▶ [Directions]: Edit the records from the line with "of the baby" through the end of the records, replacing "sighting tally" with "observation log" and leaving everything else unchanged.

* Start Available data *

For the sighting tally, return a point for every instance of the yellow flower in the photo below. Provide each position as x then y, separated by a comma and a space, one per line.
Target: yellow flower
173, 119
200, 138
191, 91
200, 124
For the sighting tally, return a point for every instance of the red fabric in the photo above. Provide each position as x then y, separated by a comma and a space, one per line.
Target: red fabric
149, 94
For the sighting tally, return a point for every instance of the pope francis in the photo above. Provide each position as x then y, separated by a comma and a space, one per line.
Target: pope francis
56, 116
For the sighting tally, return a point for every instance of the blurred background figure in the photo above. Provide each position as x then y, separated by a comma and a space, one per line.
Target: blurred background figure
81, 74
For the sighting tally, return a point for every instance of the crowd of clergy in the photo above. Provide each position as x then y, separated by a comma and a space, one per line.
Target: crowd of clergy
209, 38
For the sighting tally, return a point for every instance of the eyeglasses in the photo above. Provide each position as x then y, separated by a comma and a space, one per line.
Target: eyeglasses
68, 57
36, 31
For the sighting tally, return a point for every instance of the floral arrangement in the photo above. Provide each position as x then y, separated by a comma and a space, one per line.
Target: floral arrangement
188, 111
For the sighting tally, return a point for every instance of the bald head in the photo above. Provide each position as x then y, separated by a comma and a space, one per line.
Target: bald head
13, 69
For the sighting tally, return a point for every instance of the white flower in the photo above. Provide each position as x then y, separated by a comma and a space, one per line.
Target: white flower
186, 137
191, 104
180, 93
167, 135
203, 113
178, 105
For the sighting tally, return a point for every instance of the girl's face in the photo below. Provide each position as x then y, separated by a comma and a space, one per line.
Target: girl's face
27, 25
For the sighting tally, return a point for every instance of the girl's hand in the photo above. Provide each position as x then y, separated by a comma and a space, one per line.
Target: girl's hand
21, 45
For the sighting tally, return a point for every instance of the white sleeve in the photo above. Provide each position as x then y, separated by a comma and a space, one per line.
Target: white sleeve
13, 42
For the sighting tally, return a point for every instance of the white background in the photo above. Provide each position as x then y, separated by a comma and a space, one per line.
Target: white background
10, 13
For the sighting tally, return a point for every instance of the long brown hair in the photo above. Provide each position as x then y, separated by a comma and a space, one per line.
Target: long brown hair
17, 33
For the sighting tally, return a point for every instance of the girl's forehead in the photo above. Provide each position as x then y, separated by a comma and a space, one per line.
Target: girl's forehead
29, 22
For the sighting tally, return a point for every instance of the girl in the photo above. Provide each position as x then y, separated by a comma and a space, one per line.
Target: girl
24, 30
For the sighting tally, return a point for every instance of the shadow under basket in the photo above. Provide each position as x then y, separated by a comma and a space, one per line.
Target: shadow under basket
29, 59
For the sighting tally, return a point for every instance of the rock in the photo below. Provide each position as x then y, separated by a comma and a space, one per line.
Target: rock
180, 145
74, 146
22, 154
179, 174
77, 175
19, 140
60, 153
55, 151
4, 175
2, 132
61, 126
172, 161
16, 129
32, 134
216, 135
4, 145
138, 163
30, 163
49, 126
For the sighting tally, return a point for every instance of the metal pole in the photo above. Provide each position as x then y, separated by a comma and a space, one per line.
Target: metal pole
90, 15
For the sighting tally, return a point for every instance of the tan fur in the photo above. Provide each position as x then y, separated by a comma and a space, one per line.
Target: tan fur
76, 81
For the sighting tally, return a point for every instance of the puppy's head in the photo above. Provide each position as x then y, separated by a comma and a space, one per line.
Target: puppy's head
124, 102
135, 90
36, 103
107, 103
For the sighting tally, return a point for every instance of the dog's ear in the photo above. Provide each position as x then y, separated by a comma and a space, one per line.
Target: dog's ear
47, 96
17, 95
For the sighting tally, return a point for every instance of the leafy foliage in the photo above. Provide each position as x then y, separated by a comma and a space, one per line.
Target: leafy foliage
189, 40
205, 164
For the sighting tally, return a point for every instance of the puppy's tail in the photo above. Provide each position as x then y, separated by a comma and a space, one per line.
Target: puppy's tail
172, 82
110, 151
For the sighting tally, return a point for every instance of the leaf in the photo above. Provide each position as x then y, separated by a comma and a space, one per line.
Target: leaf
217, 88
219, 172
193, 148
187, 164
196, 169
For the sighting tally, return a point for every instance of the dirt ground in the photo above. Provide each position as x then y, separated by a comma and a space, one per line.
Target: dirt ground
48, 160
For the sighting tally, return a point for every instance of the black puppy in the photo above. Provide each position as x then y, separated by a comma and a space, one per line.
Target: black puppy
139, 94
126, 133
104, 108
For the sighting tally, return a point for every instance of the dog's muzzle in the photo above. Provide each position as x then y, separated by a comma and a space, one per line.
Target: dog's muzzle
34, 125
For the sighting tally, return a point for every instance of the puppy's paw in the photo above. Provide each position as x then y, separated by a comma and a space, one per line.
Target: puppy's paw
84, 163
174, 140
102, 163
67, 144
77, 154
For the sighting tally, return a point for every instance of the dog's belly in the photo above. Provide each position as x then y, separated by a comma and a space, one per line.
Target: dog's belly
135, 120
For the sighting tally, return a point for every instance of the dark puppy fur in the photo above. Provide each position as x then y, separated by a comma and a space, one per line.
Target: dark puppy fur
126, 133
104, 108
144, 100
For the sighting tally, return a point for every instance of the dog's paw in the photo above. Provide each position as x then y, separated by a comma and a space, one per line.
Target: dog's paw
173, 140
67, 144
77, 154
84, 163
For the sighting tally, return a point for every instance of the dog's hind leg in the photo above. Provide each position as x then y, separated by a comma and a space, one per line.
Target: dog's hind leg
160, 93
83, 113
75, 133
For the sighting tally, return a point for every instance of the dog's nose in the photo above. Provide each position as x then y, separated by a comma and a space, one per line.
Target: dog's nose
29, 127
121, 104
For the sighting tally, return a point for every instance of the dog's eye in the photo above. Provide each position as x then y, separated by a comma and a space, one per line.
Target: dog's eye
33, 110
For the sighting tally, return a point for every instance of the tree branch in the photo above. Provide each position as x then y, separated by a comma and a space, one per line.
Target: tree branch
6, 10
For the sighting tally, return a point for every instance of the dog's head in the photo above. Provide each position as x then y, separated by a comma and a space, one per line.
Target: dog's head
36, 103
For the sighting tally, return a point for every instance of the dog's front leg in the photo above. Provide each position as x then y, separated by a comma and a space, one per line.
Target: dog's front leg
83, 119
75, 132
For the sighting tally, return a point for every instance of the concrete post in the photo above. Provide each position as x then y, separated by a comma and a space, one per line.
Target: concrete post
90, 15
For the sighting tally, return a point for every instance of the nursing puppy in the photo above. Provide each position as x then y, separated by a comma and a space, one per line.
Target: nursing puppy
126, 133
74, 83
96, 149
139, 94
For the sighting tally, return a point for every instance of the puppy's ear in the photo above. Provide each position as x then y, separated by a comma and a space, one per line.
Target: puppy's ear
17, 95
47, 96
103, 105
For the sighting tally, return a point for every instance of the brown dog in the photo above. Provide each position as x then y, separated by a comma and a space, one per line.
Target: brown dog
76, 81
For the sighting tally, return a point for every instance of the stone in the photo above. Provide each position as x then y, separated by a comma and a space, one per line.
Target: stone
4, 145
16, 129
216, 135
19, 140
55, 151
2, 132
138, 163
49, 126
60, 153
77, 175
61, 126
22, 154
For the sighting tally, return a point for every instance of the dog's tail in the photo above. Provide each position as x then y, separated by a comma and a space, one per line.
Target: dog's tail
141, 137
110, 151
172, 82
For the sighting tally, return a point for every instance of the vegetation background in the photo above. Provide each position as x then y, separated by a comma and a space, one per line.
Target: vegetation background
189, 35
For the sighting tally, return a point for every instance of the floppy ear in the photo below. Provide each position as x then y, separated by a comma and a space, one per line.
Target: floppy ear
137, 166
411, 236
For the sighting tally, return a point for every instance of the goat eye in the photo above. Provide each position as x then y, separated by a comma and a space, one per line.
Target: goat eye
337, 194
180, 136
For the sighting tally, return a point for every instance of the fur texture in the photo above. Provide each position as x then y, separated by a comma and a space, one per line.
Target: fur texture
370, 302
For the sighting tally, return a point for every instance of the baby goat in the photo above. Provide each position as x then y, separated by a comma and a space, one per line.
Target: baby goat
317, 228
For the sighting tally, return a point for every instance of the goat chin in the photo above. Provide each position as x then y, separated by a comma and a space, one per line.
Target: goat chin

* End Available data *

▶ [Right answer]:
For the observation log, return a point for every instance of the baby goat in the photo above. Provide each position as x then y, separated by a comma and a space, one per line.
Target: baby goat
317, 228
For the observation log, return a point for every instance of the goat chin in the photo above. Provide each position as x then y, separated by a comma and a space, one per line.
Target: goat chin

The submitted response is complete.